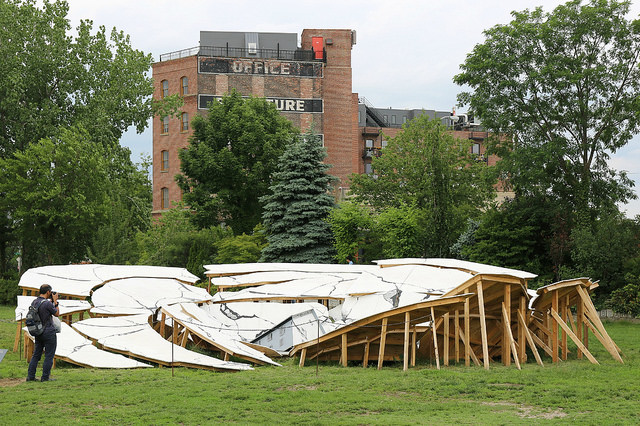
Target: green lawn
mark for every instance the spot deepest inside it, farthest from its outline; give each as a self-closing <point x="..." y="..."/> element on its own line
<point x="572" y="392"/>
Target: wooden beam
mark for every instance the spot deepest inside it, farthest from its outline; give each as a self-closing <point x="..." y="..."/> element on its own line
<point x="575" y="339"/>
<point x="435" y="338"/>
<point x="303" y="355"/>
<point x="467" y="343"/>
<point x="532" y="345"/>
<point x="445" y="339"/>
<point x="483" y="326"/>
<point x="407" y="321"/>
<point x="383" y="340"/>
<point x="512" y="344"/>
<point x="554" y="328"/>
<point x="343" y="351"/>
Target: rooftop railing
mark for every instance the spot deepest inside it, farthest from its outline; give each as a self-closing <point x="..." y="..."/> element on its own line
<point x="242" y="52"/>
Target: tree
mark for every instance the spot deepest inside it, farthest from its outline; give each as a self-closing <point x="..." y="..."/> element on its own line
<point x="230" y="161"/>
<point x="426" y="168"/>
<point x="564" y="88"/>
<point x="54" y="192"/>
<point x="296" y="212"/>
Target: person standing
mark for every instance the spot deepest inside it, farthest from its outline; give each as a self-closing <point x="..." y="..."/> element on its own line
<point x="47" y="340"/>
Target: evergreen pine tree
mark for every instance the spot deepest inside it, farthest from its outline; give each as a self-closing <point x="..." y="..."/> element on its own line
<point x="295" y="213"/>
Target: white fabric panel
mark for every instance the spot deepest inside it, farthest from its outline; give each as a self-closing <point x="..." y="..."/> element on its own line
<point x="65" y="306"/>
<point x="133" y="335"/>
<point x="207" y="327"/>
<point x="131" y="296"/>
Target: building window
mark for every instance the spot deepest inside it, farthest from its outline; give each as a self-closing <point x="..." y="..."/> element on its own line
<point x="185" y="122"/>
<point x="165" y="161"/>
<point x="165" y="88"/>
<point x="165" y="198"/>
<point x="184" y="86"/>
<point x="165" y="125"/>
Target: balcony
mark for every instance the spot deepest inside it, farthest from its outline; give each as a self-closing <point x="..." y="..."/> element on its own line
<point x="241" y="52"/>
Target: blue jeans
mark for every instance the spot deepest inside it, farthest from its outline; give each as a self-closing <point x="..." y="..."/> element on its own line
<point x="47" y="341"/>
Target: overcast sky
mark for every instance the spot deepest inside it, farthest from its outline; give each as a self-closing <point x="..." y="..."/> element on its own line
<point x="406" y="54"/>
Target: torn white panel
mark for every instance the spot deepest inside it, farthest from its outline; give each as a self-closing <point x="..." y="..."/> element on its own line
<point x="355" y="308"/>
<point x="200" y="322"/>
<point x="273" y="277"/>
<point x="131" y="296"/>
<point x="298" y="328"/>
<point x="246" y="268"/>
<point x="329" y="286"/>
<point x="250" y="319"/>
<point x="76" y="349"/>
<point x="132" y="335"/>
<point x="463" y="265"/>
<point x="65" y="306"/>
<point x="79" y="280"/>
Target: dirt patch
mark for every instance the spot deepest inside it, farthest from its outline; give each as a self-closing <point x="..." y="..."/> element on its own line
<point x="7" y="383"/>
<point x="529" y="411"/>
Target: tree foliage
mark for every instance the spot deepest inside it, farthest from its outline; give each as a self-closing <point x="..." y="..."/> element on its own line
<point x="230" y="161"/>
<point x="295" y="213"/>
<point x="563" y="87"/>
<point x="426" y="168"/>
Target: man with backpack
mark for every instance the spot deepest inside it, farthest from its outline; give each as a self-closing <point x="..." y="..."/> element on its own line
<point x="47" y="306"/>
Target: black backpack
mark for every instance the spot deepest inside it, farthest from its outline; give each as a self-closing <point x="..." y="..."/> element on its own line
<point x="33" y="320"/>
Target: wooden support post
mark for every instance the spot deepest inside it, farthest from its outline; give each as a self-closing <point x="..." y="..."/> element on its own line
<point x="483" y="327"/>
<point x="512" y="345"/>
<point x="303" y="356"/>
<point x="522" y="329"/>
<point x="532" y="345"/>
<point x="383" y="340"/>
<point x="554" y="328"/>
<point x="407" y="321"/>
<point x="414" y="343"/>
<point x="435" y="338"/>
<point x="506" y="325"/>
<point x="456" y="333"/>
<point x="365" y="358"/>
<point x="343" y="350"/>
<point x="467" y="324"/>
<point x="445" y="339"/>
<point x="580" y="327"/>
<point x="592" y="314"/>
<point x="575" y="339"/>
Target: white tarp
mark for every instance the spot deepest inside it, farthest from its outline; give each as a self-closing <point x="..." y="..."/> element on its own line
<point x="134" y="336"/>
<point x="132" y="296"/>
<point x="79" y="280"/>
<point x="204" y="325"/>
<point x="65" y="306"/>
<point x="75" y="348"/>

┄┄┄┄┄┄┄┄┄┄┄┄┄┄┄┄┄┄┄┄

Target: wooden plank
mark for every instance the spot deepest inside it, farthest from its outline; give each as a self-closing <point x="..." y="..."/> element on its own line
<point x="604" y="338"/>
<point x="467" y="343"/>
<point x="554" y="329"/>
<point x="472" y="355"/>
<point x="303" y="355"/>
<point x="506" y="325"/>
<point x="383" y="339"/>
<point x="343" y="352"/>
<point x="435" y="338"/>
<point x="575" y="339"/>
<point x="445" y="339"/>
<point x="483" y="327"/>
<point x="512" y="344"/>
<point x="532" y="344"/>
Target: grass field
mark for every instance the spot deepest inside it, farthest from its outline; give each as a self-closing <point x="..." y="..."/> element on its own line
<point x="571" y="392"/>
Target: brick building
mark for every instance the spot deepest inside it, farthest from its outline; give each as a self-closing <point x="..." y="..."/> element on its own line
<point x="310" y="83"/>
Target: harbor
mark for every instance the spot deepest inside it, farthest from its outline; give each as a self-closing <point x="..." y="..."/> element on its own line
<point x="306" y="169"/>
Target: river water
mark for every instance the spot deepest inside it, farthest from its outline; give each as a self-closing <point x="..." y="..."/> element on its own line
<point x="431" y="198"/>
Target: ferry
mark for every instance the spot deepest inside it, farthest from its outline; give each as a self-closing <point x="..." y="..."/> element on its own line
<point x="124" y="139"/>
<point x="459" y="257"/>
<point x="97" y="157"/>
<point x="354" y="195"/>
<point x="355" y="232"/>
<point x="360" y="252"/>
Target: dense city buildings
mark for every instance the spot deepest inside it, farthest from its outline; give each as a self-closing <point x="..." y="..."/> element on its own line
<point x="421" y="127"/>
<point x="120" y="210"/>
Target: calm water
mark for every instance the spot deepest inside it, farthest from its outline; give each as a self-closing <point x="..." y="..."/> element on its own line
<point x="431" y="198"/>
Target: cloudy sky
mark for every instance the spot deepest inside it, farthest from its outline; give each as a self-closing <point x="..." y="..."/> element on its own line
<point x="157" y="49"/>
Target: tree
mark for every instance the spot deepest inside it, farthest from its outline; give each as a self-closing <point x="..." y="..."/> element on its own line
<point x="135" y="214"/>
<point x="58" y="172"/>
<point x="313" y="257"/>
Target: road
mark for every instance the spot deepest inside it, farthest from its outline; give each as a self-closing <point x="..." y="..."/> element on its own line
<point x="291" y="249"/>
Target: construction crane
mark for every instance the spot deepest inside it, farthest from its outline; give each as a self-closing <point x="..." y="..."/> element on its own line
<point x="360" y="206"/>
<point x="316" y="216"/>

┄┄┄┄┄┄┄┄┄┄┄┄┄┄┄┄┄┄┄┄

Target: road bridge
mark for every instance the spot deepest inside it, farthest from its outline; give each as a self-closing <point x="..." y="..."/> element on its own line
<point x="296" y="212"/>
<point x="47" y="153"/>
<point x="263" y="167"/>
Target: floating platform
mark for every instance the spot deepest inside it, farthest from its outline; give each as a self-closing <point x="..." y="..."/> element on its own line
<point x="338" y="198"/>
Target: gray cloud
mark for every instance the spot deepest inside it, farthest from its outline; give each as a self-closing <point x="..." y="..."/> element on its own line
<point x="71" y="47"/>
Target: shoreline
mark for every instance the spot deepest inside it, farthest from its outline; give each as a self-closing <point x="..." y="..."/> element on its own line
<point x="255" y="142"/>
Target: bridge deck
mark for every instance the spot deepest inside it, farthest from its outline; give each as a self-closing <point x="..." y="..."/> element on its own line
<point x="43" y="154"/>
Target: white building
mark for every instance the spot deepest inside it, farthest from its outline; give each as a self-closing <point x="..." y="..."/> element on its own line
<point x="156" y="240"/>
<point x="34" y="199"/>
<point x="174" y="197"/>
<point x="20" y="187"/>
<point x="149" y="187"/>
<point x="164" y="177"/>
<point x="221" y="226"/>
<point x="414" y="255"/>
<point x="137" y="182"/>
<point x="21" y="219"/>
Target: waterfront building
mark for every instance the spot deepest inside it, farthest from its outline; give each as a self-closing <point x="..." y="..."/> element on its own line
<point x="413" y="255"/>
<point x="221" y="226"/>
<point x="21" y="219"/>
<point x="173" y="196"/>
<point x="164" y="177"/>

┄┄┄┄┄┄┄┄┄┄┄┄┄┄┄┄┄┄┄┄

§ **SHORT EXERCISE**: Show every line in the records above that contains the word "tree", copying each line whole.

§ **WORKED ANSWER**:
Target: tree
Target: evergreen pine tree
Target: tree foliage
Target: tree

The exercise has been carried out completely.